DAFTAR TUGAS:
1. Menurut kutipan tentang konser streaming, apa penyebab industri pertunjukan musik sedang terhenti?
2. Salin persis bagian kutipan tentang konser streaming yang dimulai dengan "Band atau musisi" dan diakhiri dengan "musik tetap berputar.", termasuk kedua bagian itu.

KUTIPAN BACAAN:

■ ■ ■ ■ ■ ■ ■

Band atau musisi perlu memikirkan monetisasi konser ”streaming” mereka agar bisa menyenangkan berbagai pihak: penonton, band, dan manajemennya, juga para pekerja panggung musik.
Oleh
HERLAMBANG JALUARDI
·5 menit baca
Industri pertunjukan musik di dalam dan luar negeri sedang terhenti lantaran pandemi Covid-19. Menyiarkan pertunjukan langsung lewat internet bisa mengisi kekosongan arena konser sebagai buntut dari larangan membuat kerumunan massa. Namun, diperlukan strategi mujarab agar roda industri pertunjukan musik tetap berputar.

■ ■ ■ ■ ■ ■ ■

DATA EKSTRAKSI:
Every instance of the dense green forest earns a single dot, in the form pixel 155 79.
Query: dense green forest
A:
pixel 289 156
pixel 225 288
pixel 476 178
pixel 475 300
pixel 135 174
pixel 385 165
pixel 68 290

■ ■ ■ ■ ■ ■ ■

JAWABAN TUGAS:
1. Pandemi Covid-19.

2.
Band atau musisi perlu memikirkan monetisasi konser ”streaming” mereka agar bisa menyenangkan berbagai pihak: penonton, band, dan manajemennya, juga para pekerja panggung musik.
Oleh
HERLAMBANG JALUARDI
·5 menit baca
Industri pertunjukan musik di dalam dan luar negeri sedang terhenti lantaran pandemi Covid-19. Menyiarkan pertunjukan langsung lewat internet bisa mengisi kekosongan arena konser sebagai buntut dari larangan membuat kerumunan massa. Namun, diperlukan strategi mujarab agar roda industri pertunjukan musik tetap berputar.